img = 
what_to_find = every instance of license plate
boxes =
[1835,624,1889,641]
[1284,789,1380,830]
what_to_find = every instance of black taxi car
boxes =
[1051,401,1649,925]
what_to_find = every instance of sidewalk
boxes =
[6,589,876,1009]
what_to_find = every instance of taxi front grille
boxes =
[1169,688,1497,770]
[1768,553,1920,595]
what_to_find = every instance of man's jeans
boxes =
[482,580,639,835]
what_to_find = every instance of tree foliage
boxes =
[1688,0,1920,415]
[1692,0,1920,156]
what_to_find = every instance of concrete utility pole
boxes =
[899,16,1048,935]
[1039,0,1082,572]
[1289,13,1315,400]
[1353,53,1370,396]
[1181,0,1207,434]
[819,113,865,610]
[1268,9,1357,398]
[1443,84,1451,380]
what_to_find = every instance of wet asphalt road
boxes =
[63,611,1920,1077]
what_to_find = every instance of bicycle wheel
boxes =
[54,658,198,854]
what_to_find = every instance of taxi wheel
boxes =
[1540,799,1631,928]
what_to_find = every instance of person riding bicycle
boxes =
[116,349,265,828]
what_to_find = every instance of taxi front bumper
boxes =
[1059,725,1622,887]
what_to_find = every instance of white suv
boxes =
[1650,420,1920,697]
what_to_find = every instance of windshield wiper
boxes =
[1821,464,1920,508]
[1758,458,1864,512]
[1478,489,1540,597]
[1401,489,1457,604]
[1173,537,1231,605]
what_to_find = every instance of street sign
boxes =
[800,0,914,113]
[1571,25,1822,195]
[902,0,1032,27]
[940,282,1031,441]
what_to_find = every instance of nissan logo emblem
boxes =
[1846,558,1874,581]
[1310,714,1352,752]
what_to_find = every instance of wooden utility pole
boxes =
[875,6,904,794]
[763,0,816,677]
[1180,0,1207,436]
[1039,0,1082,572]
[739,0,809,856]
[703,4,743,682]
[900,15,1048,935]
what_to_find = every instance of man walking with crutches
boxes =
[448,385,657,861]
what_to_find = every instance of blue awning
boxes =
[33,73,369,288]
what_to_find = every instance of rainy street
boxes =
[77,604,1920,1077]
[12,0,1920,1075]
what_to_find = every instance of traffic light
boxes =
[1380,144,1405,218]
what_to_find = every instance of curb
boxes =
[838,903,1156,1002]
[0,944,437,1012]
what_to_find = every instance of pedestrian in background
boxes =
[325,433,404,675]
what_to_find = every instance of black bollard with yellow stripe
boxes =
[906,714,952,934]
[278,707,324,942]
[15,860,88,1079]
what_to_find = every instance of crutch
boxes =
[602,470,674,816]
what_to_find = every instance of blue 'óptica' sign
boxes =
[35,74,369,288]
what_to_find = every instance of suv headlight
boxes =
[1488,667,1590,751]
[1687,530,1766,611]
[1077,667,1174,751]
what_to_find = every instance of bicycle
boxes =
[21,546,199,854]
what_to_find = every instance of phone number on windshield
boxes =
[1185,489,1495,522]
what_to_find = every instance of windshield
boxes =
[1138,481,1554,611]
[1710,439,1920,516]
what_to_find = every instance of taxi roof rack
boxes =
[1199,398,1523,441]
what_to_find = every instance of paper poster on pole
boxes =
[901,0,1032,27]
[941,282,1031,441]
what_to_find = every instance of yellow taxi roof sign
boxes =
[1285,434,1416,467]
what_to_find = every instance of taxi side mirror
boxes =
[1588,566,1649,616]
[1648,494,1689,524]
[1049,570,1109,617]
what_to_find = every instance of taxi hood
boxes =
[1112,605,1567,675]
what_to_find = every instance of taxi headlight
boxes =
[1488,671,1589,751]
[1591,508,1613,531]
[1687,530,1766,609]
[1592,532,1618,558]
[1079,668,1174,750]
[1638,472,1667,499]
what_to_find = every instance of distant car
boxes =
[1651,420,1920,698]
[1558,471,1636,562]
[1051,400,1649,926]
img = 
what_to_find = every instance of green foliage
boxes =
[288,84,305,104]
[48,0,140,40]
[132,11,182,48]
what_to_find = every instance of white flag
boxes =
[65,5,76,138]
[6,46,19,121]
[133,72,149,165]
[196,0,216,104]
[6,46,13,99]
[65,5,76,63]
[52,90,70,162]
· · · ·
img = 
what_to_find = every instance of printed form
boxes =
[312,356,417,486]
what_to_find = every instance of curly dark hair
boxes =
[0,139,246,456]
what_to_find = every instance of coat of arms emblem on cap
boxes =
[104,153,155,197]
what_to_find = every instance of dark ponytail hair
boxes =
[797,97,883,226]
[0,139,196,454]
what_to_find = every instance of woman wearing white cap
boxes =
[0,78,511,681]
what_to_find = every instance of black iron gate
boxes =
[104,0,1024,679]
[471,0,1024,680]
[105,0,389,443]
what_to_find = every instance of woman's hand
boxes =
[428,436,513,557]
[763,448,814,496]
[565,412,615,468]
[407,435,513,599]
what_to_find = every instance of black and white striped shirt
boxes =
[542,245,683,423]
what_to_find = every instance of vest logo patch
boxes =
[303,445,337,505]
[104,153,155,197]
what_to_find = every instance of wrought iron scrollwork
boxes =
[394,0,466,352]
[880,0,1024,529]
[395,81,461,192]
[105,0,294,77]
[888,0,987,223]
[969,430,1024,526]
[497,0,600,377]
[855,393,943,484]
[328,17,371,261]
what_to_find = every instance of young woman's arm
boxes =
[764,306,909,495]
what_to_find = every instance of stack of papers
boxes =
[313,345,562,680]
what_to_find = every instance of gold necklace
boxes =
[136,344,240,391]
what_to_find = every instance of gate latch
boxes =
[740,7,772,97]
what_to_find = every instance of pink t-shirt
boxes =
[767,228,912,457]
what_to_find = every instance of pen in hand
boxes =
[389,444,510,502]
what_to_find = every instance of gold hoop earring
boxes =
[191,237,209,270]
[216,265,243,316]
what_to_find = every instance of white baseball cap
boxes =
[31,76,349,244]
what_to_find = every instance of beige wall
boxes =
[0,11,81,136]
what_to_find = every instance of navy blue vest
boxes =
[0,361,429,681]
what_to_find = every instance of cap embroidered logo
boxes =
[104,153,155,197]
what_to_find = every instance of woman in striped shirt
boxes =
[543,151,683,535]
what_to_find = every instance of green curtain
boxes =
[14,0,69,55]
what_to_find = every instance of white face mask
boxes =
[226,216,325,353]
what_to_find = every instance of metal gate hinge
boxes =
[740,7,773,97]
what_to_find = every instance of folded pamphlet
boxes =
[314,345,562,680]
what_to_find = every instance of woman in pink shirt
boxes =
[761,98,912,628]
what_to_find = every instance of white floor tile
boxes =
· · · ·
Lines holding the string "utility" must be copied out of the entries above.

what_to_find = every instance of concrete utility pole
what_to_find = every instance of wooden utility pole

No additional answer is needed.